What to work on ▸
Write out all the records again, swapping every occurrence of "rough mask" for "coarse mask" and leaving everything else unchanged.

+++ Records provided

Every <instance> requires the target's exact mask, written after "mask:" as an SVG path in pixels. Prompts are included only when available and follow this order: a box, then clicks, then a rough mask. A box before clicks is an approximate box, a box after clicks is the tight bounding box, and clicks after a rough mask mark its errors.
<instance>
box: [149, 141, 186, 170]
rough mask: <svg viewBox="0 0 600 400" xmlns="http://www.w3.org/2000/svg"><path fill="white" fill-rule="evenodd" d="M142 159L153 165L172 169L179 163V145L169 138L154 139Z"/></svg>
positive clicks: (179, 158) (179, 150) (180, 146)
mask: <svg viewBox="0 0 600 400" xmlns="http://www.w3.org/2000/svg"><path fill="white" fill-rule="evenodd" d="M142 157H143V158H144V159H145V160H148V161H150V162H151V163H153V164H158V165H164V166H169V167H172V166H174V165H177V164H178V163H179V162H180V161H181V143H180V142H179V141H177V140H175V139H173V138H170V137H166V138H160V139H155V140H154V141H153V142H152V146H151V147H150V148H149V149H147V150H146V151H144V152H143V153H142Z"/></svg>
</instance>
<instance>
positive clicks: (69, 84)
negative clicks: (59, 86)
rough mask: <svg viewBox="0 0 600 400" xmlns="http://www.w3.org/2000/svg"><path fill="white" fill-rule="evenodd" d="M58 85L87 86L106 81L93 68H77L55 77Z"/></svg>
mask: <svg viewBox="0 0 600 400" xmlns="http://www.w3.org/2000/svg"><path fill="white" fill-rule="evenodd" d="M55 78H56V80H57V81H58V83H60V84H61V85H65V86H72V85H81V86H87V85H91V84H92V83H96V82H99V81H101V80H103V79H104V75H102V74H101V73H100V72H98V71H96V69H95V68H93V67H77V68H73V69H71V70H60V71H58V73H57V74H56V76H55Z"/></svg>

++++++

Exercise output ▸
Every <instance> requires the target's exact mask, written after "mask:" as an SVG path in pixels. Prompts are included only when available and follow this order: a box, then clicks, then a coarse mask. A box before clicks is an approximate box, a box after clicks is the tight bounding box, and clicks after a coarse mask mark its errors.
<instance>
box: [149, 141, 186, 170]
coarse mask: <svg viewBox="0 0 600 400" xmlns="http://www.w3.org/2000/svg"><path fill="white" fill-rule="evenodd" d="M142 159L153 165L172 169L179 163V145L169 138L154 139Z"/></svg>
positive clicks: (179, 158) (179, 150) (180, 146)
mask: <svg viewBox="0 0 600 400" xmlns="http://www.w3.org/2000/svg"><path fill="white" fill-rule="evenodd" d="M142 157H143V158H144V159H145V160H148V161H150V162H151V163H153V164H158V165H164V166H169V167H172V166H174V165H177V164H178V163H179V162H180V161H181V143H180V142H179V141H177V140H175V139H173V138H170V137H166V138H160V139H155V140H154V141H153V142H152V146H151V147H150V148H149V149H147V150H146V151H144V152H143V153H142Z"/></svg>
</instance>
<instance>
positive clicks: (69, 84)
negative clicks: (59, 86)
coarse mask: <svg viewBox="0 0 600 400" xmlns="http://www.w3.org/2000/svg"><path fill="white" fill-rule="evenodd" d="M58 85L87 86L106 81L93 68H77L55 77Z"/></svg>
mask: <svg viewBox="0 0 600 400" xmlns="http://www.w3.org/2000/svg"><path fill="white" fill-rule="evenodd" d="M55 78H56V80H57V81H58V83H60V84H61V85H65V86H72V85H81V86H87V85H91V84H92V83H96V82H99V81H101V80H103V79H104V75H102V74H101V73H100V72H98V71H96V69H95V68H93V67H77V68H73V69H71V70H60V71H58V73H57V74H56V76H55Z"/></svg>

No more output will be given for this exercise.